Text section:
•••••

Midstream asset transaction momentum is starting to build again. Last year saw EPH sell a 30% stake in its key Slovakian transit pipeline & storage business, with Global Infrastructure Partners selling its 45% stake in the Transitgas pipeline into Italy. EDF, Uniper & Edison are currently in the process of selling equity stakes in French and Italian regas terminals. The gas storage market is also coming to life, particularly in the UK given the permanent closure of Rough.

In the more than 20 years we have been working in European energy markets we cannot remember a time of greater divergence in views on gas market evolution. This lack of consensus on supply mix, flow patterns, midstream asset utilisation and capacity value is an environment of opportunity for investors. But how do you think about midstream asset value?

Europe in a state of transition

The key force acting on the supply side of the European gas market is rising import dependency. This is reflected in increasing Russian import volumes in 2016-17, accompanied by an ongoing shift in flow patterns as Gazprom favours the Nordstream (Baltic) routing over Ukraine. European LNG imports and regas terminal utilisation have also risen to their highest level in five years.

•••••

Point annotation dataset items:
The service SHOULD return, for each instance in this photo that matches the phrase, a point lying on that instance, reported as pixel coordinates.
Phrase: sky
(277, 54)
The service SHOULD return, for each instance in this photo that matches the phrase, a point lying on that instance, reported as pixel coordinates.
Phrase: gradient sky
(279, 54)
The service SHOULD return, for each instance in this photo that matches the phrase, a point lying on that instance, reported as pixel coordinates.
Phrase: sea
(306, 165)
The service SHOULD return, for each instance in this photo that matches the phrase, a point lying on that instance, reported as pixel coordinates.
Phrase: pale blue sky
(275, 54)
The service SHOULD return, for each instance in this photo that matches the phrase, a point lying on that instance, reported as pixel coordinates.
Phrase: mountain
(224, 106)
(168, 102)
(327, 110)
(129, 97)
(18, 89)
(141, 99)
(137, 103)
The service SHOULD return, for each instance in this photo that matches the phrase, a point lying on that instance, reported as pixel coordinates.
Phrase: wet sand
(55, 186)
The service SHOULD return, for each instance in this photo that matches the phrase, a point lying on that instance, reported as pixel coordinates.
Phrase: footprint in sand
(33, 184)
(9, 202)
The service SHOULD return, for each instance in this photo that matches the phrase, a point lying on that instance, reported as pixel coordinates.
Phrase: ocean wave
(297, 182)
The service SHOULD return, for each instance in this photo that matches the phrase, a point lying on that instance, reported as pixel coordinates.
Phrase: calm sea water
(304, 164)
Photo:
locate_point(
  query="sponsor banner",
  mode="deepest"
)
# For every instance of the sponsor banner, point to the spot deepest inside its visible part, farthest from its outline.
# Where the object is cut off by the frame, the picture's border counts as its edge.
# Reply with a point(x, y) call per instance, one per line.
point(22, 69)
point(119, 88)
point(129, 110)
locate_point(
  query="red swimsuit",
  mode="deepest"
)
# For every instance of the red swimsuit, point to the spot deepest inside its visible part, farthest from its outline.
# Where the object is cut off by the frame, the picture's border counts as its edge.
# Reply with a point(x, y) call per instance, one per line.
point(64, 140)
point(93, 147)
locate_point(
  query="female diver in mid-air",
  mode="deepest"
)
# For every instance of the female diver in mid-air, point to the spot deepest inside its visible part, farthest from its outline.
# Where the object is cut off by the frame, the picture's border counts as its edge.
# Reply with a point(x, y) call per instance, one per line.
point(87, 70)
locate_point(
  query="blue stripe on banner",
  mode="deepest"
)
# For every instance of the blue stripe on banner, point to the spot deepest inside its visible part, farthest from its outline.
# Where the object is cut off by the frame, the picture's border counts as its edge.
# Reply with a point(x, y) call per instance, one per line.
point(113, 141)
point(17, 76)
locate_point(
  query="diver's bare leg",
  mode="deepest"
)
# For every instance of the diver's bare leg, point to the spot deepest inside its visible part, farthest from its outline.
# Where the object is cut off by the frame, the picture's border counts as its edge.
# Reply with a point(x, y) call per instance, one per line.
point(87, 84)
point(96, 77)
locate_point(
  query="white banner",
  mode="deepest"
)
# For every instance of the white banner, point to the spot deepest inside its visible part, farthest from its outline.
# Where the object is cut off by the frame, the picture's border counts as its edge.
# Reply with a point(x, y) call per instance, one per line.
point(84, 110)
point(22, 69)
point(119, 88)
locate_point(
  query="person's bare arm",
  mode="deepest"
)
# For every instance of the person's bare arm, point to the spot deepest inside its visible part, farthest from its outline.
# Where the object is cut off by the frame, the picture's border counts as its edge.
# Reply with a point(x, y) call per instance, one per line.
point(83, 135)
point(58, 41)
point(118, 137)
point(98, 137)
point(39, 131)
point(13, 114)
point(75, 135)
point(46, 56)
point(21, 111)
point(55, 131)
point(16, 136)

•••••

Goals:
a) In the text on European gas midstream assets, what did EPH sell last year?
b) Write a continuation of the text on European gas midstream assets, starting after its final sentence.
The items have nothing to do with this.

Task responses:
a) A 30% stake in its key Slovakian transit pipeline and storage business.

b)
The fact that Russian and LNG imports are rising together reflects growth in European gas demand, with a 27  bcma (5.4%) increase in 2016. 20 bcma of this was driven by higher power sector demand as coal plants were switched for CCGTs. The evidence so far in 2017 points to a continuation of that trend.

Even the substantial overhang of gas supply flexibility is starting to abate. Centrica Storage has now announced permanent closure of its large UK Rough storage facility (more than 70% of UK working gas volume). Further storage closures and capacity reductions are looming on the Continent. And European upstream flexibility is declining as field production matures (particularly given rapidly lowered volumes from the Dutch Groningen field).

Midstream infrastructure map

A map is a good place to start when considering the impact of this European gas market transition on  midstream gas infrastructure. Diagram 1 shows the key supply routes into the main European market hubs. Volumes of storage capacity and LNG regas terminal capacity are also shown.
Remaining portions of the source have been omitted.